Page excerpt below:

Increasingly, it feels like American culture is in a feedback loop: our media encourage both outrageousness and outrage, which inspires American society to become more outrageous and outraged, which our media then reflect back, and Americans consume and, well, lather, rinse, repeat.
It’s hard for me to see how this ends well. I know American democracy has survived worse, but this still absolutely feels to me like a Five Alarm Fire.
And I hasten to add that this isn’t a “both sides are equal” situation. It’s still only one political party, the Republicans, who tried to deny a pandemic and then inspired an insurrection — and now, incredibly, openly denies both those things ever happened.
The situation is complicated, because while most of the left-wing crazy is still mostly confined to social media, the right-wing crazy is also firmly ensconced on cable news, talk radio, and the rest of the internet.
But here’s the thing. You know where outrageousness and outrage almost never fly?
In person, when you’re sitting across from another live human being. If you resort to outrageousness or outrage in person, you usually just come off looking like a damn fool, at least when it’s obvious posturing. In person, boorishness and sanctimoniousness rarely land.
In person, people are actually people. They’re not cold pixels, or simplistic stereotypes, or emotionless punching bags.
That’s why, sitting across from someone who disagrees with you, it’s at least possible to connect with them — and maybe even change their mind a little.
Listening to all these different points of view lately, I’ve certainly felt my own perspective shifting. And I think I’ve shifted a few points of view too.
That’s why the guideline I’m setting for myself from here on out is: even when I’m online, if I wouldn’t say something to a person’s face, I probably shouldn’t say it all.

End of Page excerpt.

**Action item A**
According to the essay on outrage above, why is it possible to connect with someone who disagrees with you when you sit across from them in person?
**Action item B**
Transcribe the part of the essay on outrage that opens with the words containing "That’s why, sitting" and closes with "say it all.".

Data provided below:

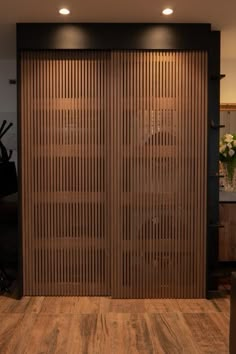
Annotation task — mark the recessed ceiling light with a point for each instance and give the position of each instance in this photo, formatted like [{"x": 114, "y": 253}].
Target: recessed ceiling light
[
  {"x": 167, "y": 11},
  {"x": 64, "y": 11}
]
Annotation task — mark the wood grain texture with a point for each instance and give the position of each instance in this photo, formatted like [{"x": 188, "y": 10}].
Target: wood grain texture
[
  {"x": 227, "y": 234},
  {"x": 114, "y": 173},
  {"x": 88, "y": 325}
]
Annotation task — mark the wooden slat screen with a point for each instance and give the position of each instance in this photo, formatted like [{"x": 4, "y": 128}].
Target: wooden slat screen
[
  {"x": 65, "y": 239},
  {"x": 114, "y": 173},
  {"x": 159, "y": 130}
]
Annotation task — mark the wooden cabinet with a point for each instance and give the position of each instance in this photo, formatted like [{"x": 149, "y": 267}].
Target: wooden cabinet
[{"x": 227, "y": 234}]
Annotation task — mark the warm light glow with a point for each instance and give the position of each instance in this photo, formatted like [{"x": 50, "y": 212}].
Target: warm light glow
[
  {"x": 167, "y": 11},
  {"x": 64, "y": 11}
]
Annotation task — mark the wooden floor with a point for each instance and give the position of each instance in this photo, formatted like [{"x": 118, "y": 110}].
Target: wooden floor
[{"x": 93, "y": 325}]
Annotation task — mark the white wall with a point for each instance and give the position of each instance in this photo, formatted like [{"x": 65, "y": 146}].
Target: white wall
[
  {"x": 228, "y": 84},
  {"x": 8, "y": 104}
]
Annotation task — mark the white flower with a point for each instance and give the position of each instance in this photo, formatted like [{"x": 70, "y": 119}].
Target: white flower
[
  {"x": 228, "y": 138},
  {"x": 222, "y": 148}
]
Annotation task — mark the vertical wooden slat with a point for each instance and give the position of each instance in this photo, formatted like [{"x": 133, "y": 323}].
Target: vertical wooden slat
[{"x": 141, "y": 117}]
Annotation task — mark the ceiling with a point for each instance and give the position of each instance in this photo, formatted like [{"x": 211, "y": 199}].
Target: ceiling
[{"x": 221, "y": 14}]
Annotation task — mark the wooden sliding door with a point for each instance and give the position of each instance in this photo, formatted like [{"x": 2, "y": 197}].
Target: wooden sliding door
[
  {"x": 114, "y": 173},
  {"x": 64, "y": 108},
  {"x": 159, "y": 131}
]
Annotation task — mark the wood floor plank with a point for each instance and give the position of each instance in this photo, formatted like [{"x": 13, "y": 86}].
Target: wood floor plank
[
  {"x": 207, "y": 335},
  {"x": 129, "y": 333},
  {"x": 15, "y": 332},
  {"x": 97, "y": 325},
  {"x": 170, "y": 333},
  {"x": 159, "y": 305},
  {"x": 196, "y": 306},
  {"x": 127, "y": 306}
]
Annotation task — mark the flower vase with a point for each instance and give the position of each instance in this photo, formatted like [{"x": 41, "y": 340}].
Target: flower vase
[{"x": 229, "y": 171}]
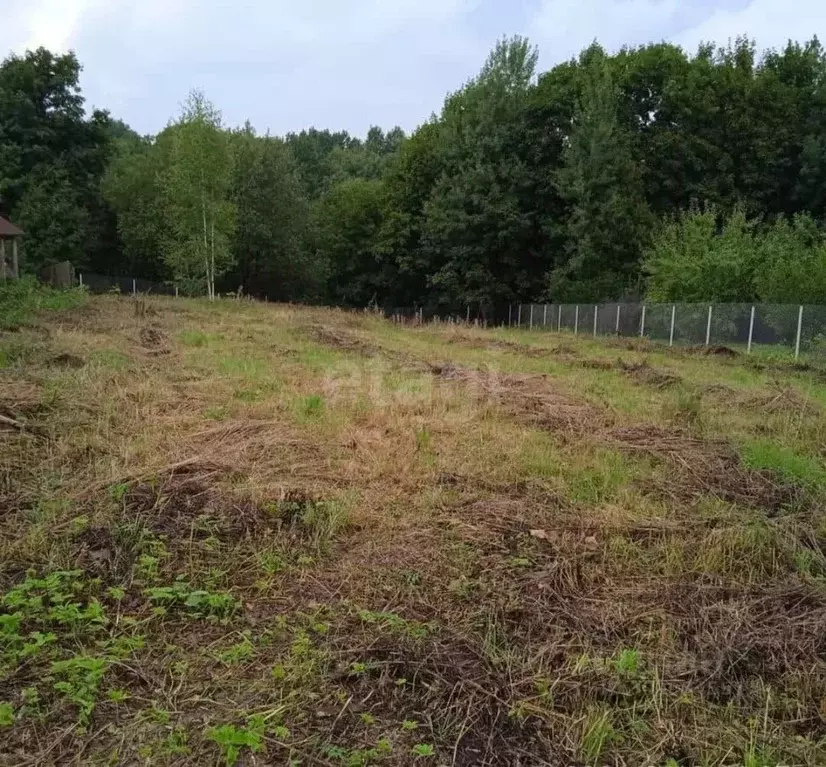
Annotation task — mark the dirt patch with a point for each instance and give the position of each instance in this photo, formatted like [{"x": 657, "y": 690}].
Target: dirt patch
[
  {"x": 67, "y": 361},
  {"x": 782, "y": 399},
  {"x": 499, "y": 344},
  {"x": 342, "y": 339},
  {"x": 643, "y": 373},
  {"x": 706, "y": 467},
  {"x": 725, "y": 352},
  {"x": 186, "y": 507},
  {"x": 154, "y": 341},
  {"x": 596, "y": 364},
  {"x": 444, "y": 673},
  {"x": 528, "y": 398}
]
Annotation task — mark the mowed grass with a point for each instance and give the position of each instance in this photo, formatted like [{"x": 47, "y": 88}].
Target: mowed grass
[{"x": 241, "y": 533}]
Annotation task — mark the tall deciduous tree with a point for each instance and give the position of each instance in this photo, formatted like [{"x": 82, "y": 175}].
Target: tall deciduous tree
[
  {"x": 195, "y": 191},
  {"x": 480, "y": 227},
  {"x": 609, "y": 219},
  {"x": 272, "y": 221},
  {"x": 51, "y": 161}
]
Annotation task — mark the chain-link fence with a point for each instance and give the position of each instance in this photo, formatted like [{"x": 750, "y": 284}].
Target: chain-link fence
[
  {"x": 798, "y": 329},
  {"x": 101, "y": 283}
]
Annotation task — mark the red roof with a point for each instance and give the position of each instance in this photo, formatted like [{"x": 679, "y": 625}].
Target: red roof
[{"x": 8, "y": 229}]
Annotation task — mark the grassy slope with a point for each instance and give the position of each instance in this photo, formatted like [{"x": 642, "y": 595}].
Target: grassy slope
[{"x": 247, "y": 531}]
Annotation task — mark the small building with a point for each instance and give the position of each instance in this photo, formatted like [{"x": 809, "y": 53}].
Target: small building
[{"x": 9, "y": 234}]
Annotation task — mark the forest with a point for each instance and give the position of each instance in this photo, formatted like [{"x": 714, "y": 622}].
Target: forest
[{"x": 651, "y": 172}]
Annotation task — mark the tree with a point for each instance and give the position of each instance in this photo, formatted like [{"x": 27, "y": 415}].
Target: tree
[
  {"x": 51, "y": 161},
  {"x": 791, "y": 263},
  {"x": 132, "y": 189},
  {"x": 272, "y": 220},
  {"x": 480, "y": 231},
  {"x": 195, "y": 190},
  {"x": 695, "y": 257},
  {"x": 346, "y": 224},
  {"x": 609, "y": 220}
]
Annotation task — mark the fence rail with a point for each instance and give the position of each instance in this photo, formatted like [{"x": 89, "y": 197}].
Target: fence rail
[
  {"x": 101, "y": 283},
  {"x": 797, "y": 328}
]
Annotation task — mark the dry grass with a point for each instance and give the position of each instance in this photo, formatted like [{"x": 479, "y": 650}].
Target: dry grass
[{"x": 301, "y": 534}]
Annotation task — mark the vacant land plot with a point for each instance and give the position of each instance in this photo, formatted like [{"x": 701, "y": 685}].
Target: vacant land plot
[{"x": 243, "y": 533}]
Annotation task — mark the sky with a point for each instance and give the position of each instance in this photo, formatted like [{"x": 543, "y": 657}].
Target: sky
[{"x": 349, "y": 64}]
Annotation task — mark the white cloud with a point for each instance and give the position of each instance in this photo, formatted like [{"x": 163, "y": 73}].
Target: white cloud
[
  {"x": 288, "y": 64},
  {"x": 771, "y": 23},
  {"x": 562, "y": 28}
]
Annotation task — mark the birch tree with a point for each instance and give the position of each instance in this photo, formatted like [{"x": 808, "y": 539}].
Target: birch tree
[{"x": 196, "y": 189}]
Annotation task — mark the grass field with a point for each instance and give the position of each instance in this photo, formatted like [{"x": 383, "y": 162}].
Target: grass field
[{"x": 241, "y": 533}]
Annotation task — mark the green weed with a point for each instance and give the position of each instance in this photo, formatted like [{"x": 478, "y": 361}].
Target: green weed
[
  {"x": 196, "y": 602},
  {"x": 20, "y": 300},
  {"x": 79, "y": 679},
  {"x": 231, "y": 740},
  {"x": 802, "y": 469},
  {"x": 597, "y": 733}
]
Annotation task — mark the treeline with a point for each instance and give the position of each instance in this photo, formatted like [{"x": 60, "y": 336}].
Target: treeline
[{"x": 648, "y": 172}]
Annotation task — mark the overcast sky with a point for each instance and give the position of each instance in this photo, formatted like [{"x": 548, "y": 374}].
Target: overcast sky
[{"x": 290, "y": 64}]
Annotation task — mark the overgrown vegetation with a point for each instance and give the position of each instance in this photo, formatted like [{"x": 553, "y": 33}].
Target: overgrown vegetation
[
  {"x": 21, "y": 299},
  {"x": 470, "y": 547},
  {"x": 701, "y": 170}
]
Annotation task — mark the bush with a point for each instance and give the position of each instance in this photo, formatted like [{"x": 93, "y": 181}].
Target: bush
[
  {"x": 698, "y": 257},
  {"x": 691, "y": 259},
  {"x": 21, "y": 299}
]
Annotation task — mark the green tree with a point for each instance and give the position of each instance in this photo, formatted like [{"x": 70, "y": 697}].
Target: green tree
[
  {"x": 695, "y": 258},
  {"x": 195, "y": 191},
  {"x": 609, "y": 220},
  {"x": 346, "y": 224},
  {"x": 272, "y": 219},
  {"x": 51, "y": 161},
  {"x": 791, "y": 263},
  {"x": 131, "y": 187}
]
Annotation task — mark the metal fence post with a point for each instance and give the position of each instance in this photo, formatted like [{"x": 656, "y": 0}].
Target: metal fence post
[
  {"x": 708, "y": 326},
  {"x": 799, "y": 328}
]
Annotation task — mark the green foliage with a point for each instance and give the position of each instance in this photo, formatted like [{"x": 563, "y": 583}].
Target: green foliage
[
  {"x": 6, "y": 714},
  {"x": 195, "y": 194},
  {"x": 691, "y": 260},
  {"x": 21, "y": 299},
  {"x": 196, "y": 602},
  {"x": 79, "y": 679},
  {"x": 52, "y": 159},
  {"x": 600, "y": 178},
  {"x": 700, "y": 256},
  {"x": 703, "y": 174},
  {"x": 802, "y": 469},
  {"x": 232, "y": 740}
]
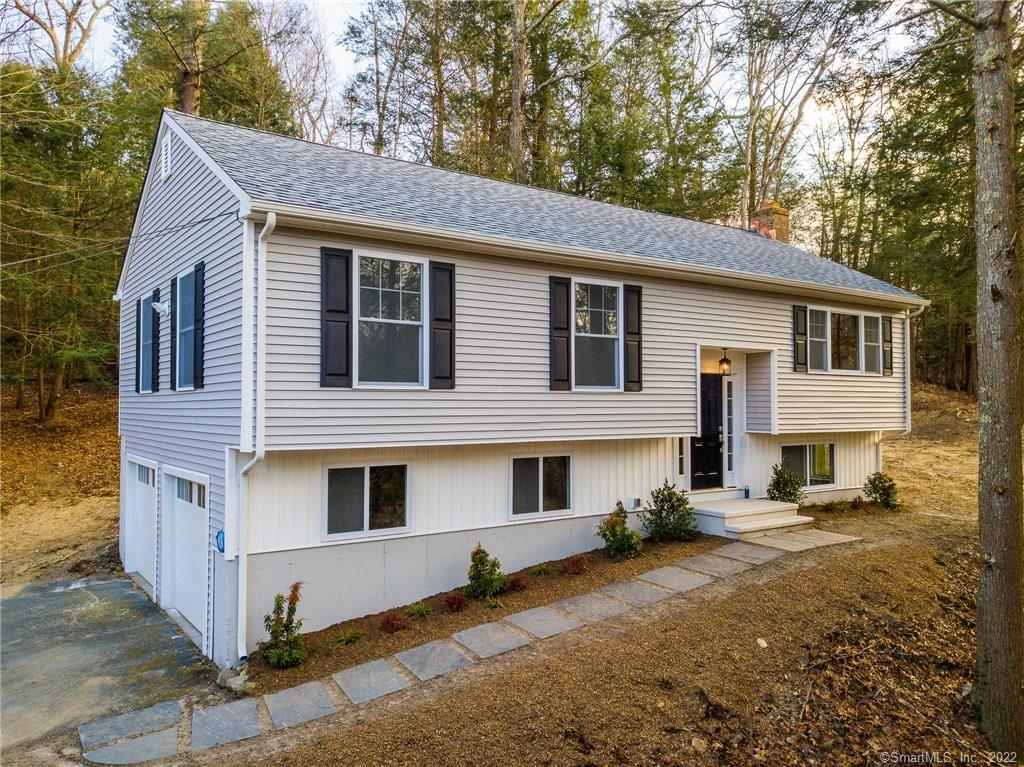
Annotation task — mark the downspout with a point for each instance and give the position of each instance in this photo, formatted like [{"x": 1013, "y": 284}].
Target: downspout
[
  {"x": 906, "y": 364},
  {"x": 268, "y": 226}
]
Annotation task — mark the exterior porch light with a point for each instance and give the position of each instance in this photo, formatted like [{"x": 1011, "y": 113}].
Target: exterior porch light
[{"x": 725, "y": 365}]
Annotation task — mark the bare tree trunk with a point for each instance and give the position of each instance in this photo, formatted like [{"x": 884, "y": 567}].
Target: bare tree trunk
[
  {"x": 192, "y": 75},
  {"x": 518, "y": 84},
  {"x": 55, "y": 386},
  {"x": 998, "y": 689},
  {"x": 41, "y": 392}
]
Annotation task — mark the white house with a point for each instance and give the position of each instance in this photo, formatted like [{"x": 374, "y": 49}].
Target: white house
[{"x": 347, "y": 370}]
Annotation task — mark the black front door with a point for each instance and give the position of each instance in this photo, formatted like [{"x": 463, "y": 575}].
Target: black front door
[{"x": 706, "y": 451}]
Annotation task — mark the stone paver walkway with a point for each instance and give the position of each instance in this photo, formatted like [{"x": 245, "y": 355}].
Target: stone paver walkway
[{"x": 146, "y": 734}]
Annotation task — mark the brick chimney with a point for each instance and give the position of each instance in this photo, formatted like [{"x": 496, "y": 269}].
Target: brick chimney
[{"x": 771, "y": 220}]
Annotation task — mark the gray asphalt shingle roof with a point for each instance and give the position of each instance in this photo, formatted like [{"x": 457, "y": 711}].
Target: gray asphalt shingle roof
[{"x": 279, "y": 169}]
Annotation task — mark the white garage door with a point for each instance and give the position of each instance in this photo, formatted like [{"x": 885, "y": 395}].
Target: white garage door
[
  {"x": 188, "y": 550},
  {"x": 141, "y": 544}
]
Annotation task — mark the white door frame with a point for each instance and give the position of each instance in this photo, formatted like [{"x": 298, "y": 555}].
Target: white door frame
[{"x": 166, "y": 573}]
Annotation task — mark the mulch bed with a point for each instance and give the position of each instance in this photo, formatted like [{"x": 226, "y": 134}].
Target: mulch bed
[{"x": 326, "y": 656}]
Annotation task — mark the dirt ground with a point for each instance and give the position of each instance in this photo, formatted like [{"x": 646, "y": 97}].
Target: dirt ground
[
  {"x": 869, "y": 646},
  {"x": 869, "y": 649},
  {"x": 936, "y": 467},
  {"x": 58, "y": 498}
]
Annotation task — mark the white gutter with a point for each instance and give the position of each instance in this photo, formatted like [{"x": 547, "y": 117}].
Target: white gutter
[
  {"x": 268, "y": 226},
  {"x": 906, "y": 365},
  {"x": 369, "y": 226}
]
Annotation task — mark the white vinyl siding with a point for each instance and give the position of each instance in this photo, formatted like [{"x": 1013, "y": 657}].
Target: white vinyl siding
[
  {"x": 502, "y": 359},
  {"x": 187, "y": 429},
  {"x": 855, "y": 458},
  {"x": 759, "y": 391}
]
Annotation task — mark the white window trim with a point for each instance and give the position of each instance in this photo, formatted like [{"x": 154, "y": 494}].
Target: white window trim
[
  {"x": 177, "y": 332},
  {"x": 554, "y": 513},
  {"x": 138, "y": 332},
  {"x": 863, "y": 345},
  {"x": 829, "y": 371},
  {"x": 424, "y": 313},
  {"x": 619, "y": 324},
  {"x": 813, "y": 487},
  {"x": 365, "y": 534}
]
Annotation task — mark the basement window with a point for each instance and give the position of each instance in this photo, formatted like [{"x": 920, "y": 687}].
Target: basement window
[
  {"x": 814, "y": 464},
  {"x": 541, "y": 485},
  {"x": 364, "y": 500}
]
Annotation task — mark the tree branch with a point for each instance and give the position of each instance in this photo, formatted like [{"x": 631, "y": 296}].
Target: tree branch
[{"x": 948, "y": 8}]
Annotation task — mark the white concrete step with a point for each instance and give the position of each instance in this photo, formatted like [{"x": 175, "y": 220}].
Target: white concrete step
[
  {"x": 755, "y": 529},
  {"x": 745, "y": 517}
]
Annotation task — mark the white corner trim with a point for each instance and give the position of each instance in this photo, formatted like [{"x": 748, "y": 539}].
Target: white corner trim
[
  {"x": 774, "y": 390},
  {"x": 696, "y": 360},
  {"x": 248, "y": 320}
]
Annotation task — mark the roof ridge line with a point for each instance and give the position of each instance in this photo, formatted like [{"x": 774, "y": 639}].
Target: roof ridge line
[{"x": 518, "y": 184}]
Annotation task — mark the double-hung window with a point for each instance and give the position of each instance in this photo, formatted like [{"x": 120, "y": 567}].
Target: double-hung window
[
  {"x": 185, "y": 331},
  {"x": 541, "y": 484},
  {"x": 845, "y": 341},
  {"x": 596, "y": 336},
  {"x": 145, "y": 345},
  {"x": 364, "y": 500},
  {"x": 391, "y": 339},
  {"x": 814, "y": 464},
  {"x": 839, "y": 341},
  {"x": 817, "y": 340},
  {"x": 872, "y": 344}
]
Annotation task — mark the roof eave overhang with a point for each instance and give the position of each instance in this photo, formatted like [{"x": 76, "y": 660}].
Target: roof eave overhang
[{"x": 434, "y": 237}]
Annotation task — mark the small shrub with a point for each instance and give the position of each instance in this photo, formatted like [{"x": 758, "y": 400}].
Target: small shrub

End of Data provided.

**Result A**
In person, people are actually people rather than cold pixels, simplistic stereotypes, or emotionless punching bags. Outrageousness and outrage rarely land face to face, so there is at least a chance to connect with the other person and perhaps even change their mind a little.

**Result B**
That’s why, sitting across from someone who disagrees with you, it’s at least possible to connect with them — and maybe even change their mind a little.
Listening to all these different points of view lately, I’ve certainly felt my own perspective shifting. And I think I’ve shifted a few points of view too.
That’s why the guideline I’m setting for myself from here on out is: even when I’m online, if I wouldn’t say something to a person’s face, I probably shouldn’t say it all.